WHAT YOU ARE ASKED TO DO |
Please count the lines in the records below that contain the word "road" and give only that number.

>> begin SUPPLIED RECORDS

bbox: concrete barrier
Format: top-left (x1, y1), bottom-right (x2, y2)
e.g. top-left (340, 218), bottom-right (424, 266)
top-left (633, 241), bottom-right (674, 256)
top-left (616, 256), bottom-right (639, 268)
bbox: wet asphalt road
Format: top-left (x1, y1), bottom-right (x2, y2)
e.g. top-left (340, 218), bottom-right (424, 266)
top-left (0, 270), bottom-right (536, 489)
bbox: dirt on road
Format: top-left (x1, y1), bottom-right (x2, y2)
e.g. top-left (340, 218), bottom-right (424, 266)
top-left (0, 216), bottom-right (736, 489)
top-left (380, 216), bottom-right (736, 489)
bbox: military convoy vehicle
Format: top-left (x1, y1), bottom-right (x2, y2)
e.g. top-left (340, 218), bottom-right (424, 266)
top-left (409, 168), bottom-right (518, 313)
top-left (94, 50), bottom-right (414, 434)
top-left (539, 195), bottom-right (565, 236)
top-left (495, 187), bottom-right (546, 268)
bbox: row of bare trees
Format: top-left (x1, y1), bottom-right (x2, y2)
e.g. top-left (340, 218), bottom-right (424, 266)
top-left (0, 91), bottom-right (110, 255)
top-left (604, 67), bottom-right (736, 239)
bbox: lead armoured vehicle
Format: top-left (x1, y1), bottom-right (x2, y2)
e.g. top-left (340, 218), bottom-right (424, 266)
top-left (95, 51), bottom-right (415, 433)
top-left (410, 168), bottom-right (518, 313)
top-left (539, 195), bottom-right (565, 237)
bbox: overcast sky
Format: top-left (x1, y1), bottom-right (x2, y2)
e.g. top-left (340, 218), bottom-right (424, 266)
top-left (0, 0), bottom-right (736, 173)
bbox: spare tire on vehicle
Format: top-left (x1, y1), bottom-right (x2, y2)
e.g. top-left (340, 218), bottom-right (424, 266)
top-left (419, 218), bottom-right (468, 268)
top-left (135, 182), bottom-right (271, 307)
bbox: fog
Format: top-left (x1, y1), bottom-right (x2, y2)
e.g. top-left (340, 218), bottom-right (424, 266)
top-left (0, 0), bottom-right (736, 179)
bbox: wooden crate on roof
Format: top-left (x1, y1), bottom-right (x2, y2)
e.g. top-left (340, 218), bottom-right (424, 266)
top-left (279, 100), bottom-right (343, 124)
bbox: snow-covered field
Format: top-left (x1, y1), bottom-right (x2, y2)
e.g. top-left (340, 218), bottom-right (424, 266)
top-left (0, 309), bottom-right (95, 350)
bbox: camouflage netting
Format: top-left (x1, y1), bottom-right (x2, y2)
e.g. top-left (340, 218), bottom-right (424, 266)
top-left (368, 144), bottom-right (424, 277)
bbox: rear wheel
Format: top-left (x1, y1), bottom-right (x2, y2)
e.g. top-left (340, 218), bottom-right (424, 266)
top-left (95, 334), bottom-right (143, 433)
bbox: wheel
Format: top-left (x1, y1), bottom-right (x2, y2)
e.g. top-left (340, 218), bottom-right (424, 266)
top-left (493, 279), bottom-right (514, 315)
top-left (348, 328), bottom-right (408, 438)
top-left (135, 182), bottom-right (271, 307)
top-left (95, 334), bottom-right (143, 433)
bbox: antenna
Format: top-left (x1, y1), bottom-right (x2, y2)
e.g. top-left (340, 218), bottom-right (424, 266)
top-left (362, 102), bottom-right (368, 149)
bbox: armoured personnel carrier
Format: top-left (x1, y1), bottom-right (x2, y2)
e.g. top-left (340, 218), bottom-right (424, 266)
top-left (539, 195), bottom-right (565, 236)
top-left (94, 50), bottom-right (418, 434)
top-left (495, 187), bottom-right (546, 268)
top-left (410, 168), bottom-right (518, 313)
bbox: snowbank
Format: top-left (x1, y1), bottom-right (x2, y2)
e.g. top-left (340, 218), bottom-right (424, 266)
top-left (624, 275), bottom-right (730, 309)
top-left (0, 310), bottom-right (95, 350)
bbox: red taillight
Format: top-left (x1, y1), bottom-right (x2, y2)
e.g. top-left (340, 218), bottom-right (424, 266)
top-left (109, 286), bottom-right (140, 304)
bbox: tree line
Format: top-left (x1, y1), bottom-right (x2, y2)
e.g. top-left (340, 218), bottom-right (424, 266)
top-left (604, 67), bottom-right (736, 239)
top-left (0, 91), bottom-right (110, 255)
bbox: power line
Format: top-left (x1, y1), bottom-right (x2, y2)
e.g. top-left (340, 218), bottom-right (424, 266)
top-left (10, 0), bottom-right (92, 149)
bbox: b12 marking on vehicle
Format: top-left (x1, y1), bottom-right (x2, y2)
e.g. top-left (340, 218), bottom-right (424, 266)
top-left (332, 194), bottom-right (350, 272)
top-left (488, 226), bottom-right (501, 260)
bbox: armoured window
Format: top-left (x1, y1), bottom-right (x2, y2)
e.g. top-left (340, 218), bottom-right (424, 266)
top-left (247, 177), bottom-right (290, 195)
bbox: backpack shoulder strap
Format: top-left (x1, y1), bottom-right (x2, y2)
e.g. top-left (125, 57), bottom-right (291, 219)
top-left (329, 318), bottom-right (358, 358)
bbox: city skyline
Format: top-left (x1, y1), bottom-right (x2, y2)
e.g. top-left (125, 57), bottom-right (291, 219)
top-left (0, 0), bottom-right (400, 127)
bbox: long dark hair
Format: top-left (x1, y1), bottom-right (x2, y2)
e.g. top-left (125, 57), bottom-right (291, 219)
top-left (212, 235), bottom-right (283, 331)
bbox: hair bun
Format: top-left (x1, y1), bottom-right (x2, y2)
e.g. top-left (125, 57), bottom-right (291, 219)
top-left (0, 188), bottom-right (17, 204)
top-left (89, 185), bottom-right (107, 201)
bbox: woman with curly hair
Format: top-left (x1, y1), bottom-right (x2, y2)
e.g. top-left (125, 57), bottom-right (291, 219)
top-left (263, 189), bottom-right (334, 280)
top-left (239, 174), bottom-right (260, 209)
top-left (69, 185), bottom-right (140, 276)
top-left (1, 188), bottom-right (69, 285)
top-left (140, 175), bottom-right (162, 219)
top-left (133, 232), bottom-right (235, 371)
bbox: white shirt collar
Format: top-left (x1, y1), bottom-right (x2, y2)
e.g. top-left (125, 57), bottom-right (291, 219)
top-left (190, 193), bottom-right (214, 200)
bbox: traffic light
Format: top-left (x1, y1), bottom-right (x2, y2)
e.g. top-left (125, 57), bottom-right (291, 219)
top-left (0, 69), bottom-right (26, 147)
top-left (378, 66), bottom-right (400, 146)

>> end SUPPLIED RECORDS

EXPECTED OUTPUT |
2